__Exercise brief__:
Omit the pictures and return every entry exactly as written.

Raw records
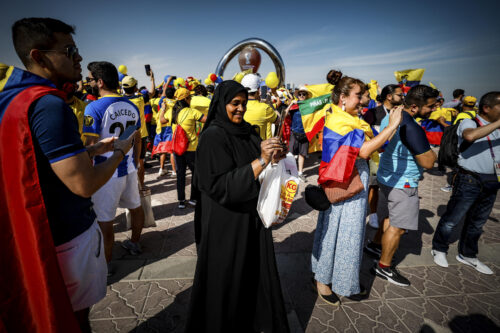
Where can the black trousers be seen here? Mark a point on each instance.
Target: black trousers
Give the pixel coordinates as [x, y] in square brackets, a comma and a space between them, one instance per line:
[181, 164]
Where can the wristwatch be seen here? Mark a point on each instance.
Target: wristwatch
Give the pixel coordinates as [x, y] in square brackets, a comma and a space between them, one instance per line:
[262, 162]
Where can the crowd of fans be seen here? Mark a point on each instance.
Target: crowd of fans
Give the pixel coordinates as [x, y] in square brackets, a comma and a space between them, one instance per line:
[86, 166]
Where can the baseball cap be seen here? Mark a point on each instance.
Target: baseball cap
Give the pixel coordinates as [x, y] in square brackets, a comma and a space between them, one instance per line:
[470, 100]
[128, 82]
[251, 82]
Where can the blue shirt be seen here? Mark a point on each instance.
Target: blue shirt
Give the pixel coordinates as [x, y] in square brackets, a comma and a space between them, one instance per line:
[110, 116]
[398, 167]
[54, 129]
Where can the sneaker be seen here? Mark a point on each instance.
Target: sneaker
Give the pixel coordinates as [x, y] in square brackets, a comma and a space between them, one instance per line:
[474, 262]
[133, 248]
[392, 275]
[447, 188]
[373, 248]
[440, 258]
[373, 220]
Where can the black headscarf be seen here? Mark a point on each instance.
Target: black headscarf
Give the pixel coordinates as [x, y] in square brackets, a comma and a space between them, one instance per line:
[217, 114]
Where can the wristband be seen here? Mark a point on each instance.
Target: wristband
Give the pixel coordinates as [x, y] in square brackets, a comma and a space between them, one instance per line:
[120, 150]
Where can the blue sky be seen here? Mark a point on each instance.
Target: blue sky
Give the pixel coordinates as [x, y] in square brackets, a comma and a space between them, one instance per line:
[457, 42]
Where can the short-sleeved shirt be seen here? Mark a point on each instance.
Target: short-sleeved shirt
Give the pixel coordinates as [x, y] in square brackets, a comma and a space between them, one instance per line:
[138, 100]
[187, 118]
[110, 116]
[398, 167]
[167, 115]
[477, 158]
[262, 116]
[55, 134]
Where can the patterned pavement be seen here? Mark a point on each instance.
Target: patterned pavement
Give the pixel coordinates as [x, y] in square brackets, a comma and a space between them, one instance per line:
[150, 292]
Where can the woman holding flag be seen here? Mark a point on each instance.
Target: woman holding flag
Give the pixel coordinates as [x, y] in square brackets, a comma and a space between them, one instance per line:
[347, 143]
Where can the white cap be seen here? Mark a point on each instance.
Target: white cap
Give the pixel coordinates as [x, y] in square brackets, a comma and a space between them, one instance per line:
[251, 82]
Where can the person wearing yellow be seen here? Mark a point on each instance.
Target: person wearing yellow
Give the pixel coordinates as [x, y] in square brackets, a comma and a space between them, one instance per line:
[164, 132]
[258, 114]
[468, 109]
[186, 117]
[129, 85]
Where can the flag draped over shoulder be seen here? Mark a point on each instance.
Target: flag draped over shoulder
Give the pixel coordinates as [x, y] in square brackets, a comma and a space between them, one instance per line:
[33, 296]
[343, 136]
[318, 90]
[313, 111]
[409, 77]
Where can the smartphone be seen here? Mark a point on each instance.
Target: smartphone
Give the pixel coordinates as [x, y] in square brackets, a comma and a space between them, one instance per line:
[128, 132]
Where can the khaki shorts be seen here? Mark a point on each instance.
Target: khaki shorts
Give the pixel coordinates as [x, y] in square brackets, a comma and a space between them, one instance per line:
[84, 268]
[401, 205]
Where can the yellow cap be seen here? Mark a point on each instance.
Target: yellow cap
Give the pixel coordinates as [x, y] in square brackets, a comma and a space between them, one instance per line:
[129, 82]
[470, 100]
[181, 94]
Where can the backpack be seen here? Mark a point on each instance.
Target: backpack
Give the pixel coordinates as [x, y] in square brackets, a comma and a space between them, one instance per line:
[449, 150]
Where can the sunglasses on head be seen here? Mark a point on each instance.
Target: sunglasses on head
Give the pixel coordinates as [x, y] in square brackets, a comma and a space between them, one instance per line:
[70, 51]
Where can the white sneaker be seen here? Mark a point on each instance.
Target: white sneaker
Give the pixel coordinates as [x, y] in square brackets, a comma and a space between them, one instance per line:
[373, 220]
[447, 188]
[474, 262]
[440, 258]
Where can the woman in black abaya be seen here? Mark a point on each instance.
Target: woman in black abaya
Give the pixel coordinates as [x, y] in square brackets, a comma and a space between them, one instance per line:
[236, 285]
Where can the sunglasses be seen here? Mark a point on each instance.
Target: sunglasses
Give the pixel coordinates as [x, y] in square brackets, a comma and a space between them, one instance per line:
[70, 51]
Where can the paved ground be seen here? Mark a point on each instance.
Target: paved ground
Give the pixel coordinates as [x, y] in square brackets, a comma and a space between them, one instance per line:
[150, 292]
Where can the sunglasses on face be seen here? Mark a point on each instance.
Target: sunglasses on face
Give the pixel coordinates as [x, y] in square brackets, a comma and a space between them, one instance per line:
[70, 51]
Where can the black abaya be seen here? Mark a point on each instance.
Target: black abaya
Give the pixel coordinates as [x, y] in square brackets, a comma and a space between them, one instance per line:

__Task result__:
Where can the black trousers be seen here? Mark a point on each instance.
Target: black trousers
Give the pixel coordinates as [x, y] in square brackets, a comma and a space between them, one instance per line:
[181, 164]
Where can the wristwatch be seen here? Mark a point on each instance.
Target: wristwatch
Give the pixel coordinates as [x, y] in square brackets, a comma and a space between them, one instance per line:
[262, 162]
Where can the crowd of fans be seen here? Mark a point on each instance.
Target: crowd of fans
Give the pixel coordinates as [x, y] in square brackets, a comma and a space between them, one instance per line:
[86, 166]
Where can the baseball cap be seen here? Mark a point on each instance.
Target: baseball cap
Give the pixel coordinates as [x, y] in square brackets, a comma and a space between them, one instance per line:
[470, 100]
[128, 82]
[251, 82]
Where can the blue shirt be seen here? Mark a point on each instance.
Target: blue shirt
Give the pixel coordinates as [x, y] in square brackets, a comma and a space between them, one instance per line:
[110, 116]
[398, 167]
[54, 129]
Where can the sneaker be seen here? Mark a point on each instance.
Target: sneaker
Give the pixel coordinates as [x, y] in square brackets, a comma and a space between them, one instance per line:
[474, 262]
[133, 248]
[392, 275]
[447, 188]
[373, 248]
[440, 258]
[373, 220]
Where can the black headscarf be seen here? Mark a point on each instance.
Target: black headscarf
Give the pixel coordinates as [x, y] in square brackets, a comma and a space between them, one instance per line:
[217, 114]
Where can the wristband be seen here? Mark a point on each instance.
Target: wristband
Give the pixel coordinates as [x, y] in square brackets, a comma and a space between them, one instance per line:
[120, 150]
Where can the blue sky be seen here? Mark a point on each instance.
Target: blue sky
Give the pixel coordinates as [x, y] in square brackets, a comma and a space between them, one instance per line:
[457, 42]
Where can the short-sleeved shirt be seen here? Mark a point on each instance.
Target: short-sleeved shirt
Give the pixel coordinates as [x, y] in square brackets, a comma and a space between them, one instance per line:
[138, 100]
[187, 118]
[110, 116]
[398, 167]
[167, 115]
[477, 158]
[262, 116]
[55, 134]
Where can the patterned pavement be seen here? Mark a point on each instance.
Target: patterned pavement
Give the pixel coordinates as [x, y] in square brackets, a comma and a space between them, one instance per line:
[150, 292]
Where can the woman holding flag be seen here? Mark a point on each instance.
Target: woman holding flag
Give the pixel coordinates as [x, y] in square brackets, a comma and a space between them, one instance per line:
[347, 143]
Where can the white cap be seen here? Mark a point on each instance.
Target: white cap
Give the pixel coordinates as [x, y] in square brackets, a comma and a space between them, one instance per line:
[251, 82]
Where can the person wearing yellow be seen here? Mark a point on each instance.
Target: person wearing yellow
Give the pixel coordinates as [x, y] in square brackets, a comma and a space between them, one instance per line:
[164, 132]
[258, 114]
[468, 109]
[186, 117]
[129, 85]
Where can the flag draped over shoulder be seen here? Mark a point on each instance.
Target: flag draped over shoulder
Give the pixel coordinates as [x, y] in square brackets, a comma and a space between them, one instance per line:
[33, 296]
[343, 136]
[318, 90]
[313, 111]
[409, 77]
Where can the smartphone be seen here? Mark a point on each instance.
Target: smartphone
Give the pixel coordinates as [x, y] in square brackets, a comma and a space between them, one instance per line:
[128, 132]
Where can the khaki shorts be seen here? Mark a point on each instance.
Target: khaki shorts
Give the pixel coordinates as [x, y] in square brackets, a comma and a space between them, one instance per line:
[84, 268]
[401, 205]
Where can the yellow cap be seen here? Mark a point on each instance.
Target: yellow cap
Give the pixel coordinates as [x, y] in square brackets, a comma and a space between them, one instance per line:
[129, 82]
[470, 100]
[181, 94]
Where can the backpack be seen here? Mark a point on each instance.
Target: backpack
Give the pixel coordinates as [x, y] in square brackets, a comma and a space between them, one instance per line:
[449, 150]
Where can the sunglasses on head be seen here? Mark a point on each instance.
Target: sunglasses on head
Give the pixel coordinates as [x, y] in square brackets, a comma and a space between them, one instance per line:
[70, 51]
Where can the white sneaker be seen here? Mark a point on each instance.
Target: white sneaker
Give the pixel coordinates as [x, y] in square brackets, a comma and a space between them, one instance per line:
[373, 220]
[447, 188]
[474, 262]
[440, 258]
Where can the woman in black abaya be seen here? Mark a point on each instance.
Target: woman in black abaya
Give the pixel coordinates as [x, y] in square brackets, a comma and a space between them, one instance per line:
[236, 285]
Where can the sunglasses be seen here? Mark a point on each instance.
Target: sunglasses
Give the pixel coordinates as [x, y] in square brackets, a comma and a space between them, one instance per line:
[70, 51]
Where can the paved ground be seen here? Mark a point on each instance.
Target: paved ground
Give the pixel coordinates as [x, y] in square brackets, a comma and a space between them, one instance per line:
[150, 292]
Where can the sunglasses on face be seen here? Mark a point on each instance.
Target: sunglasses on face
Give the pixel coordinates as [x, y] in square brackets, a comma and a space between them, one instance per line:
[70, 51]
Where can the black abaya be seen here? Mark a point on each instance.
Target: black abaya
Give the pixel coordinates as [x, y] in square brackets, a comma and a space between them, one instance per line:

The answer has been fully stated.